*Il tuo compito*: Riporta tutte le righe qui sotto come elenco numerato, tralasciando quelle vuote e senza includere le immagini nella risposta.
---
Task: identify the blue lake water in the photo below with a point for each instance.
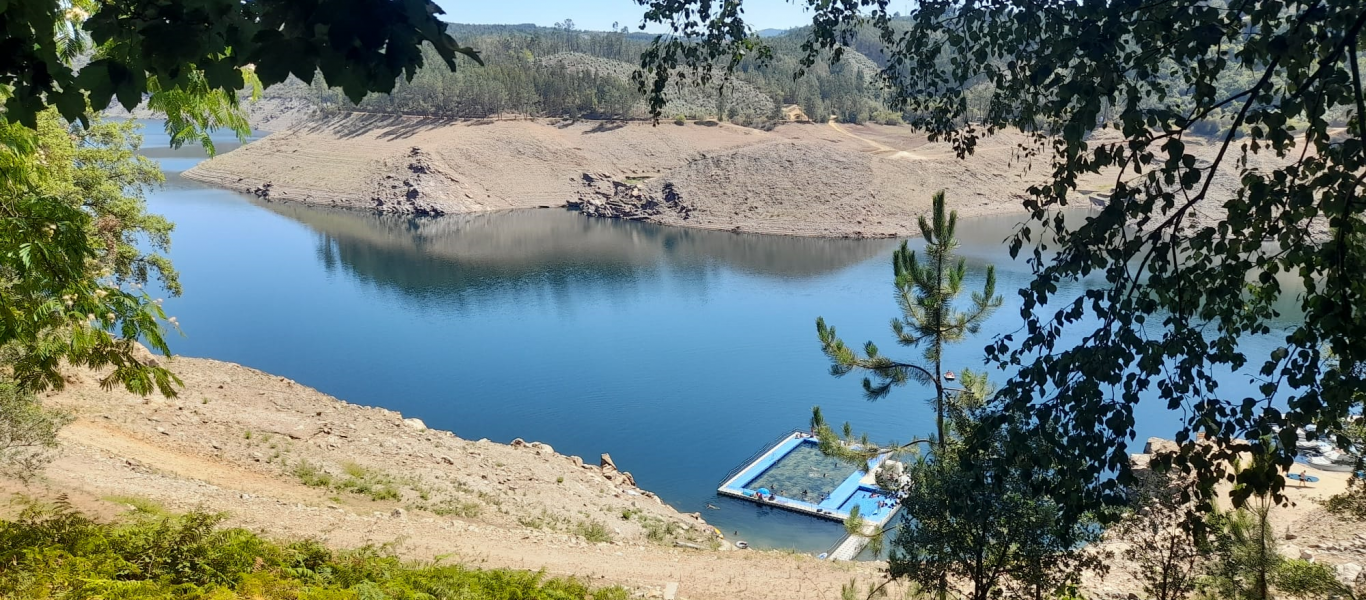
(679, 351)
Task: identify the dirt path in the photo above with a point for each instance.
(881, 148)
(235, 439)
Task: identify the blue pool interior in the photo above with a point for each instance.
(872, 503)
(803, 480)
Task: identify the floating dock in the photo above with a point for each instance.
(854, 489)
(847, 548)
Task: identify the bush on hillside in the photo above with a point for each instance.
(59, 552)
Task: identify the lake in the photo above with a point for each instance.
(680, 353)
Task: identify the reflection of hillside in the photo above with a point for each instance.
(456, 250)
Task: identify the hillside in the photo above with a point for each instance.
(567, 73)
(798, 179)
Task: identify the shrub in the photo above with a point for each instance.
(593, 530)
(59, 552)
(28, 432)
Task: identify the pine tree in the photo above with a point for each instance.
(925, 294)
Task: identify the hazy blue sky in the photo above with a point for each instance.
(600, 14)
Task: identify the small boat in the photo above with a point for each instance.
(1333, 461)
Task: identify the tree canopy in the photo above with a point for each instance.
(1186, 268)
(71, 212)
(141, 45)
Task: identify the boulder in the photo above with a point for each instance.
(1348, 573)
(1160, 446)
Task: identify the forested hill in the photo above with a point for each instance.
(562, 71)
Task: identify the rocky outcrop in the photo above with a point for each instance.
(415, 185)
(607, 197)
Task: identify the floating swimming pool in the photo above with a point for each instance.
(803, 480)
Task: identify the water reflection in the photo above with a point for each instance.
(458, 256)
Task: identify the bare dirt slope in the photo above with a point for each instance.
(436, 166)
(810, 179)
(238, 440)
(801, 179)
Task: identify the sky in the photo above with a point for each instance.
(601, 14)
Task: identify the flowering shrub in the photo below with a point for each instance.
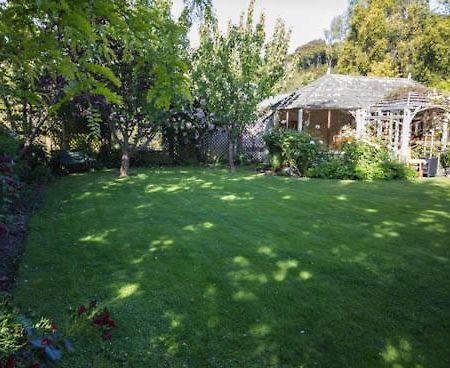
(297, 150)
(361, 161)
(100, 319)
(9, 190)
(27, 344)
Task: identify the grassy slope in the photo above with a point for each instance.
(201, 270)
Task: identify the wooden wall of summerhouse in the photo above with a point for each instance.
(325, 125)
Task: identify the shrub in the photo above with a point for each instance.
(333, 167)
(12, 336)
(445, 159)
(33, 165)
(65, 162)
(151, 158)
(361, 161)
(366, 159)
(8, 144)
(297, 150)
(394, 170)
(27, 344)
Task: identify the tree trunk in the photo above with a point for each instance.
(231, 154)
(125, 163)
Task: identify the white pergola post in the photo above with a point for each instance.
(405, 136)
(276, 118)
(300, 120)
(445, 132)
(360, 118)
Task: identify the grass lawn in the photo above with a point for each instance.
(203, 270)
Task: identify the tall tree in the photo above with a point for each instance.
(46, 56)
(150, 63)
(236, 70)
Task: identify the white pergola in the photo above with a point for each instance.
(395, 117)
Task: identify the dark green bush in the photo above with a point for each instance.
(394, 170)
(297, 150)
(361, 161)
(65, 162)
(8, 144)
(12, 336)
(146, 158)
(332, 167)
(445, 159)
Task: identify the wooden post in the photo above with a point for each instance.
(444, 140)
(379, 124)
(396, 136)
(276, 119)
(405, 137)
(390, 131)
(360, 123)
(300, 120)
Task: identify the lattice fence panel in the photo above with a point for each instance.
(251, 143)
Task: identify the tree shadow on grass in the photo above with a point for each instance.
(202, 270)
---
*Risultato dell'esercizio*:
1. Task: identify the blue lake water in the photo below with a point for each instance.
2. (679, 351)
3. Task: identify the dirt path in the photo above with a point for each instance.
4. (881, 148)
5. (235, 439)
6. Task: identify the blue pool interior in the photo above with a point for each instance.
7. (872, 503)
8. (803, 480)
9. Task: identify the floating dock in the photo above with a point for each instance.
10. (854, 489)
11. (847, 548)
12. Task: identify the bush on hillside in the photo above with a point for each instance.
13. (59, 552)
14. Task: identify the lake in the photo above with a point for each instance.
15. (680, 353)
16. Task: identify the reflection of hillside in the photo above with a point for each instance.
17. (456, 250)
18. Task: identify the hillside in the photo above with a point for each instance.
19. (567, 73)
20. (798, 179)
21. Task: identify the shrub in the photo above with a point for each instance.
22. (593, 530)
23. (59, 552)
24. (28, 432)
25. Task: identify the pine tree in the photo above with a point for each instance.
26. (925, 294)
27. Task: identify the hazy blue sky in the photo above with a point for each instance.
28. (600, 14)
29. Task: identify the small boat in the photo above with a point for each instance.
30. (1333, 461)
31. Task: identify the tree canopy in the photo above with a point for each instance.
32. (1186, 268)
33. (71, 212)
34. (141, 45)
35. Task: identify the boulder in the photo above with a point for each instance.
36. (1348, 573)
37. (1160, 446)
38. Task: identify the forested hill in the photo above with a point for each instance.
39. (562, 71)
40. Task: identify the rocky outcrop in the photo above with a point for each instance.
41. (415, 185)
42. (607, 197)
43. Task: identify the floating swimming pool in the photo above with a point for each instance.
44. (803, 480)
45. Task: identify the water reflection in the photo above with a point for each instance.
46. (458, 256)
47. Task: identify the bare dirt slope in the photo above with a point for each instance.
48. (436, 166)
49. (810, 179)
50. (238, 440)
51. (801, 179)
52. Task: identify the sky in the photo above with a point for each instance.
53. (601, 14)
54. Task: identify the flowering shrub in the photo below with a point for each instance.
55. (297, 150)
56. (361, 161)
57. (100, 319)
58. (9, 190)
59. (27, 344)
60. Task: identify the grassy slope in the photo above with a point for each instance.
61. (201, 270)
62. Task: identify the wooden wall of summerhouse in the photo above with a point for each instance.
63. (325, 125)
64. Task: identify the shrub in the photo above with a point for each instance.
65. (333, 167)
66. (12, 336)
67. (445, 159)
68. (33, 165)
69. (65, 162)
70. (151, 158)
71. (361, 161)
72. (366, 159)
73. (8, 144)
74. (297, 150)
75. (394, 170)
76. (27, 344)
77. Task: identify the tree trunk in the photo above with a point for each instance.
78. (231, 154)
79. (125, 163)
80. Task: identify the white pergola post in the photo above with a point for each instance.
81. (405, 136)
82. (276, 118)
83. (300, 120)
84. (445, 132)
85. (360, 118)
86. Task: identify the grass lawn in the photo above with a point for each instance.
87. (203, 270)
88. Task: identify the tall tree in the photo above with a point for each instance.
89. (46, 56)
90. (150, 63)
91. (236, 70)
92. Task: identify the white pergola in the photo above with a point for each instance.
93. (395, 117)
94. Task: identify the dark green bush in the photo above with a point for each instance.
95. (394, 170)
96. (297, 150)
97. (361, 161)
98. (65, 162)
99. (8, 144)
100. (12, 336)
101. (146, 158)
102. (332, 167)
103. (445, 159)
104. Task: identify the wooden post in the photo above with a point for each instance.
105. (444, 140)
106. (379, 124)
107. (396, 136)
108. (276, 119)
109. (405, 137)
110. (390, 131)
111. (360, 123)
112. (300, 120)
113. Task: identify the lattice fence panel in the photo above with a point for each instance.
114. (251, 143)
115. Task: identify the tree shadow on grass in the photo above with a point for each instance.
116. (202, 270)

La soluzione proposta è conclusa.